**EXERCISE:** All of the listing should be transcribed exactly.

-- Opening Marker --

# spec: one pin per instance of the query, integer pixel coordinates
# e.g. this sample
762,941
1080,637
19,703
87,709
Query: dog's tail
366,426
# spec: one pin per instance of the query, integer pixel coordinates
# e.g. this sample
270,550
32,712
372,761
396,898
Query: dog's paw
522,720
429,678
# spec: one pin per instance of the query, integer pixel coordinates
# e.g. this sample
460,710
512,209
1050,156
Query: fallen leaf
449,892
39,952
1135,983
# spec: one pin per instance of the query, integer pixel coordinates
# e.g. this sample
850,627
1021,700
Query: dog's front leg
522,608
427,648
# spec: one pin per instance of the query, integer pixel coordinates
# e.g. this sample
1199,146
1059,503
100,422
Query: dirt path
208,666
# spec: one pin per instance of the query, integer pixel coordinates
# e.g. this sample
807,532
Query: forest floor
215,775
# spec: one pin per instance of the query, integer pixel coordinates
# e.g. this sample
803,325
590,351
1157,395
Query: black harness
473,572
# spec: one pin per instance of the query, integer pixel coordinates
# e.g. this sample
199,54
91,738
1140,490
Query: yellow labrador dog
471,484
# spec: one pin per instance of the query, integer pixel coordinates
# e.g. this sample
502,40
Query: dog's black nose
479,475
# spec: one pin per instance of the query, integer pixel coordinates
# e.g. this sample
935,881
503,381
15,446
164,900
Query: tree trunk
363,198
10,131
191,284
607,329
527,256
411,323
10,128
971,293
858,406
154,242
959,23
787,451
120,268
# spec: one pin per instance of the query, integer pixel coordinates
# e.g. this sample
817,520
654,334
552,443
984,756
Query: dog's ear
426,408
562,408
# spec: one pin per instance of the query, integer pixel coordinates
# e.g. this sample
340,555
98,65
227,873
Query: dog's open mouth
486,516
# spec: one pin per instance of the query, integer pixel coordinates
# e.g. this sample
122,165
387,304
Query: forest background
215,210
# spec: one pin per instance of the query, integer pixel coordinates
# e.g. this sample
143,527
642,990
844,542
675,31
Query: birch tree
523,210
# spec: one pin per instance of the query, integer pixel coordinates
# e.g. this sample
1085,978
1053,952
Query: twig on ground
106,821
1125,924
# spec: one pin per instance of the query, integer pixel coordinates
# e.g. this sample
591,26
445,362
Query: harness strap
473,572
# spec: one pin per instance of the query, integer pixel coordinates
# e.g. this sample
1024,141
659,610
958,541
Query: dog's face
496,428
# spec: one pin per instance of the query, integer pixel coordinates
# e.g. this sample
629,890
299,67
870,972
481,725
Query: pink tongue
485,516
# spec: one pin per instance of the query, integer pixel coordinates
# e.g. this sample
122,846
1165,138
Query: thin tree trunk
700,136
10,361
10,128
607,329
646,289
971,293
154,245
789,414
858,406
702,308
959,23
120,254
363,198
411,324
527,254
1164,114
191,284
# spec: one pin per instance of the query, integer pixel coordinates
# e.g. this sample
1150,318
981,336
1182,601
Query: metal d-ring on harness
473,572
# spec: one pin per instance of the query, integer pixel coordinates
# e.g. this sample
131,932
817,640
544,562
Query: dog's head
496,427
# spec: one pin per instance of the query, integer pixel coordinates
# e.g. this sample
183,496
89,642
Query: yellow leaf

-- Closing Marker --

**ANSWER BOX:**
# spec: one pin per instance of the query, integer pixel coordinates
# e.g. this sample
762,941
1080,637
19,703
87,709
Query: dog's tail
366,426
# spec: one pin per instance of the query, integer pixel coordinates
# e.g. this sample
270,550
32,712
372,761
396,898
Query: dog's paw
522,720
429,678
# spec: one pin per instance of the query, integer pixel coordinates
# e.g. this sample
460,710
512,209
1050,156
Query: fallen leaf
449,892
39,952
1135,983
# spec: one pin per instance of the query, integer pixel coordinates
# e.g. this sample
850,627
1021,700
Query: dog's front leg
522,608
427,648
# spec: one pin per instance of the query, integer pixel coordinates
# e.g. this sample
1199,146
1059,503
100,422
Query: dirt path
208,666
# spec: one pin per instance of the query, integer pixel coordinates
# e.g. this sample
807,532
Query: forest floor
215,775
# spec: one pin per instance of the query, integer pixel coordinates
# e.g. this sample
803,325
590,351
1157,395
Query: black harness
473,572
# spec: one pin per instance of the query, integer pixel coordinates
# e.g. this sample
199,54
91,738
1140,490
Query: yellow labrador dog
471,484
# spec: one pin per instance of the query, integer pixel coordinates
# e.g. this sample
502,40
Query: dog's black nose
479,475
# spec: one pin per instance of the query, integer pixel coordinates
# e.g. this sample
935,881
503,381
15,446
164,900
Query: tree trunk
363,198
10,131
191,284
607,329
527,256
411,323
10,128
971,293
858,406
154,242
959,23
787,451
120,268
# spec: one pin per instance of the query, integer pixel coordinates
# e.g. this sample
817,520
654,334
552,443
984,756
Query: dog's ear
426,408
562,408
# spec: one pin per instance of the query, integer pixel coordinates
# e.g. this sample
340,555
98,65
227,873
Query: dog's open mouth
486,516
# spec: one pin per instance of the query, integer pixel coordinates
# e.g. this sample
122,165
387,304
Query: forest background
215,210
# spec: one pin per instance of the query, integer pixel coordinates
# e.g. this sample
143,527
642,990
844,542
675,31
Query: birch tree
523,210
# spec: one pin per instance of the query, integer pixel coordinates
# e.g. this sample
1085,978
1053,952
Query: twig on ground
106,821
1125,924
# spec: one pin per instance of the query, integer pixel coordinates
# e.g. this sample
591,26
445,362
Query: harness strap
473,572
# spec: one pin per instance of the query, integer pixel coordinates
# e.g. this sample
1024,141
659,610
958,541
Query: dog's face
496,428
# spec: one pin per instance of the query, integer pixel coordinates
# e.g. this sample
629,890
299,67
870,972
481,725
Query: pink tongue
485,516
# spec: one pin per instance of the query, integer pixel coordinates
# e.g. this sample
122,846
1165,138
Query: thin tree trunk
700,136
10,361
10,128
607,329
646,289
971,293
154,245
789,414
858,406
702,308
959,23
120,254
363,198
411,324
527,254
1164,114
191,284
# spec: one pin per instance of the query, integer pixel coordinates
# e.g. this sample
1150,318
981,336
1182,601
Query: metal d-ring on harness
473,572
# spec: one pin per instance of the query, integer pixel coordinates
# e.g. this sample
131,932
817,640
544,562
Query: dog's head
496,427
# spec: one pin per instance of the query, integer pixel coordinates
# e.g. this sample
183,496
89,642
Query: yellow leaf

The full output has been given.